# SET EXERCISE:
Echo the lines below verbatim, starting at the line containing "Please drop a marker on the mulch" and ending at the last line of the records.

##### THE INPUT

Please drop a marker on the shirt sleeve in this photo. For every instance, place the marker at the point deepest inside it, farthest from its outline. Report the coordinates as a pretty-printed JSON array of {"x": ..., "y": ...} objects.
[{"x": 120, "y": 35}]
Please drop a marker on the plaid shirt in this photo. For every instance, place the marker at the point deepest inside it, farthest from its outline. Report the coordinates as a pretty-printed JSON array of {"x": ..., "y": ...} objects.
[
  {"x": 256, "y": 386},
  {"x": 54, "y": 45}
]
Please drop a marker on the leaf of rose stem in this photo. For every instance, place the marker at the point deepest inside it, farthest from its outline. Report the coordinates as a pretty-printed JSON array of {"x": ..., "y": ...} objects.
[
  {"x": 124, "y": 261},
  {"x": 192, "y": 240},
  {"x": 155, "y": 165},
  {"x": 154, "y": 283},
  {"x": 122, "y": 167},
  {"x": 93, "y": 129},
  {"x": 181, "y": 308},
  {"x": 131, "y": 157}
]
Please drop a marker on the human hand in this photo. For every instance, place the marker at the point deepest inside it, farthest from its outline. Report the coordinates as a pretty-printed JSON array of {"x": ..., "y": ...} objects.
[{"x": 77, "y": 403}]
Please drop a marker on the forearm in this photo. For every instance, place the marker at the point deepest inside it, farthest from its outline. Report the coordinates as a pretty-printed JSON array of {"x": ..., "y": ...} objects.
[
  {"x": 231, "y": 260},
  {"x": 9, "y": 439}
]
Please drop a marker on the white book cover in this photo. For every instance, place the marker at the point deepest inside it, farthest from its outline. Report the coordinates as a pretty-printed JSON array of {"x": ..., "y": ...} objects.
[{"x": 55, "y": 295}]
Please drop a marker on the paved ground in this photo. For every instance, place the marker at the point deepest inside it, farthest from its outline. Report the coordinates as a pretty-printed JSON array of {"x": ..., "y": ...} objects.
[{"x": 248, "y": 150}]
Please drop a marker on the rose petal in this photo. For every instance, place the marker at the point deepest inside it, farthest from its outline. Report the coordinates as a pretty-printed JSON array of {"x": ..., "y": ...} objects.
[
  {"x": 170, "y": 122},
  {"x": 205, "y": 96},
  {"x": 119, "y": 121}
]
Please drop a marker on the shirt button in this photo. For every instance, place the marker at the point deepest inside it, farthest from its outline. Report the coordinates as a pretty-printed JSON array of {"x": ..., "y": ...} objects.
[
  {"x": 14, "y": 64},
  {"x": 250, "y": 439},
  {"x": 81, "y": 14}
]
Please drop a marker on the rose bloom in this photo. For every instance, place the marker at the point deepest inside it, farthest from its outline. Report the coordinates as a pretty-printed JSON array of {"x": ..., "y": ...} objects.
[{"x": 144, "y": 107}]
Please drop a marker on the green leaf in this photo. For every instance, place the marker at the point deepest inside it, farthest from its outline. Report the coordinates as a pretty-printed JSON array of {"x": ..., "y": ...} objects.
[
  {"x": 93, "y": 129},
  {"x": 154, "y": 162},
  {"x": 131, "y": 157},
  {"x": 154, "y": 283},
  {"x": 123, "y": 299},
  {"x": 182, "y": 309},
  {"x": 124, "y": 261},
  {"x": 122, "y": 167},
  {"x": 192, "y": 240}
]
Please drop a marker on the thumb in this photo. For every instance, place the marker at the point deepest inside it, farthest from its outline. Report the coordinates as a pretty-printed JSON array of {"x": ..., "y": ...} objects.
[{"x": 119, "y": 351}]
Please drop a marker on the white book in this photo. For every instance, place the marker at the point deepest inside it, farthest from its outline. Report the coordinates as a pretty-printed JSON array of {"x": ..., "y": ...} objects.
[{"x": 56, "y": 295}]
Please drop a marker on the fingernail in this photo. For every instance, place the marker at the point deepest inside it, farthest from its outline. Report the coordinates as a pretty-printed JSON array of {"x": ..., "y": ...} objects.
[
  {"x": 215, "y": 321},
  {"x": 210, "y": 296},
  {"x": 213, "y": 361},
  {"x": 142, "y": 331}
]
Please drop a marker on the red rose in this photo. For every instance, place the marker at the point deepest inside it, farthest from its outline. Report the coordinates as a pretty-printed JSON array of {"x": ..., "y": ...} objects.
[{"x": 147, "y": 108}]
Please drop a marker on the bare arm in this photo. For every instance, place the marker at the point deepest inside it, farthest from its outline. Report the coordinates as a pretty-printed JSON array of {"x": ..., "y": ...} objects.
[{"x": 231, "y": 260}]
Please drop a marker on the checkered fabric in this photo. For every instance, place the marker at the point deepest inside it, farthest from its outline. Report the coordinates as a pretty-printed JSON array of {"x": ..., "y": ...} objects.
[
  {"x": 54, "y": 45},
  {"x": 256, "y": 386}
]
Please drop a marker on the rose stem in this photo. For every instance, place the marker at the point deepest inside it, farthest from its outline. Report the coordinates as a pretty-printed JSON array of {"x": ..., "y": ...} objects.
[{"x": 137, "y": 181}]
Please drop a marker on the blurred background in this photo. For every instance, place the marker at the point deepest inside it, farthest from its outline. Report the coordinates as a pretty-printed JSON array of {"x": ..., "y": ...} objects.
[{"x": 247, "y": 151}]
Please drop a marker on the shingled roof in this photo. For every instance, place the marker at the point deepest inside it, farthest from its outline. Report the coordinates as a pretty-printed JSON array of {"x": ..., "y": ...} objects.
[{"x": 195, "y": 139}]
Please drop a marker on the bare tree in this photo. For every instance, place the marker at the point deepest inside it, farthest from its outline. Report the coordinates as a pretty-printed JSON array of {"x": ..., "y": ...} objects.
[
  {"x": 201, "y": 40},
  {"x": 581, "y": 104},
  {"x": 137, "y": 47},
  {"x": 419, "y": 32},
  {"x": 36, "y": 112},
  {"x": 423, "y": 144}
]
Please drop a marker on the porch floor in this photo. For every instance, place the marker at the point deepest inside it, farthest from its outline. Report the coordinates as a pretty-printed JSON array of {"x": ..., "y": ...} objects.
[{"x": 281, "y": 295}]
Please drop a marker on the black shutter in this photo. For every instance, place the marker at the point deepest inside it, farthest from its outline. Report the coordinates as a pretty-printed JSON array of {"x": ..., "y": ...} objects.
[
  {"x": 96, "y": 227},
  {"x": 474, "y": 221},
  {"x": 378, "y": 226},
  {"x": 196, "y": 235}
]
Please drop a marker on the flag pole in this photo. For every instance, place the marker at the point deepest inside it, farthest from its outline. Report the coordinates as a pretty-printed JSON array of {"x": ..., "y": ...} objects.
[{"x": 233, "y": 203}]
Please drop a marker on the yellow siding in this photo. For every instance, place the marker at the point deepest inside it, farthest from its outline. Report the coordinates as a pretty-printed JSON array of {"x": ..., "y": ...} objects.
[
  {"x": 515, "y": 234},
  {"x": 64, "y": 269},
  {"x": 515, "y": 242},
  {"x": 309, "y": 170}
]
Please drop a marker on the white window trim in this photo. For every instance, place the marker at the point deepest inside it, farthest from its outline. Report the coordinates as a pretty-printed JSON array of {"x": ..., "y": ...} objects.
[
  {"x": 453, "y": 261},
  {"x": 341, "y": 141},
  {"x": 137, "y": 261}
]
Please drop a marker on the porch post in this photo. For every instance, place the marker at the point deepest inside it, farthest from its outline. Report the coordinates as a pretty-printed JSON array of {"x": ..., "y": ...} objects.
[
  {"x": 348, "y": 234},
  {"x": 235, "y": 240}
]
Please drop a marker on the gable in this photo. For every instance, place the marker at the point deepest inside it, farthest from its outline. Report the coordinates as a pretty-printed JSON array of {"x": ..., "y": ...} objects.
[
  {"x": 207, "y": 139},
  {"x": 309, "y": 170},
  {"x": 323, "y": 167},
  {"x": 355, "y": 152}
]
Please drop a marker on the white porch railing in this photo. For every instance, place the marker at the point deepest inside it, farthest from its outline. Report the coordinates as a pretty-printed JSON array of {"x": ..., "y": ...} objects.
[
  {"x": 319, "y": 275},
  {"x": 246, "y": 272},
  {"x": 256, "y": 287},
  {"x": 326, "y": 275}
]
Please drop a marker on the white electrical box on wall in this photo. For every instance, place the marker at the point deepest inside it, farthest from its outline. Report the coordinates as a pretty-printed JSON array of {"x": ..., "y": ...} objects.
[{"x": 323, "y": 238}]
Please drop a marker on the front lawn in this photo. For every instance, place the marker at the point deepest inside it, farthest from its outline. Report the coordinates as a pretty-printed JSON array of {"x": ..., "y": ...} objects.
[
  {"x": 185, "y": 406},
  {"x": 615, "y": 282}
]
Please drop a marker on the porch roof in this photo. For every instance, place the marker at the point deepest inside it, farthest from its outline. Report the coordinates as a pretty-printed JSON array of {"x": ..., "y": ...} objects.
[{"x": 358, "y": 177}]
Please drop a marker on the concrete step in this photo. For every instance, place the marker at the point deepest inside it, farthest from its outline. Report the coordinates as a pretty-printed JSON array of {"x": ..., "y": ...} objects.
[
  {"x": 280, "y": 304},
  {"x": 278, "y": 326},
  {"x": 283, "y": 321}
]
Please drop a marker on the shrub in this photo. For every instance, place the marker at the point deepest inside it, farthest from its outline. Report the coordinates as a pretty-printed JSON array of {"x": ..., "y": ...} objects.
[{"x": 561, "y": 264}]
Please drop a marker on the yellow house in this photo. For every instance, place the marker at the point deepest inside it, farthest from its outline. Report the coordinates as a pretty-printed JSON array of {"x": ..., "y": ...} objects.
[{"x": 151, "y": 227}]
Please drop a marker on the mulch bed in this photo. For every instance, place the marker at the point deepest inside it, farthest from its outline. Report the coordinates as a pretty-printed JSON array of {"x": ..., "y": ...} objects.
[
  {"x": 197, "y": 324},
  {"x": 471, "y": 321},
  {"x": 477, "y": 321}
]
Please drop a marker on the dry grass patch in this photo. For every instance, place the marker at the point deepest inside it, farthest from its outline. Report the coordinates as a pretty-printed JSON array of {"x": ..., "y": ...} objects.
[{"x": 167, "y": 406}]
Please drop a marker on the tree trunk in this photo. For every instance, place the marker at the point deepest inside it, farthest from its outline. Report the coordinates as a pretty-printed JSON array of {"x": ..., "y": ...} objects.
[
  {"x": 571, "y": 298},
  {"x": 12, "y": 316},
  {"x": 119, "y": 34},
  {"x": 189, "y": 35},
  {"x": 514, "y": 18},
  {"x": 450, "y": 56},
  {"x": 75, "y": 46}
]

##########

# SOLUTION TO THE EXERCISE:
Please drop a marker on the mulch bed in this photo. For every instance, place the marker at the point deepest inside it, farthest from its outline. Report the coordinates as a pretty-printed JSON array of {"x": ..., "y": ...} objects.
[
  {"x": 197, "y": 324},
  {"x": 471, "y": 321},
  {"x": 477, "y": 321}
]
Please drop a marker on the dry grass patch in this photo. For every instance, place the marker at the point deepest inside it, farthest from its outline. Report the coordinates as a pretty-printed JSON array of {"x": ..., "y": ...} objects.
[{"x": 167, "y": 406}]
Please drop a marker on the tree trunk in this photo. For every instance, place the marker at the point deepest inside it, farthest from its outline. Report the coordinates as a pretty-printed JSON array of {"x": ..., "y": ...} objects.
[
  {"x": 571, "y": 298},
  {"x": 12, "y": 316},
  {"x": 119, "y": 34},
  {"x": 189, "y": 35},
  {"x": 514, "y": 18},
  {"x": 450, "y": 56},
  {"x": 75, "y": 46}
]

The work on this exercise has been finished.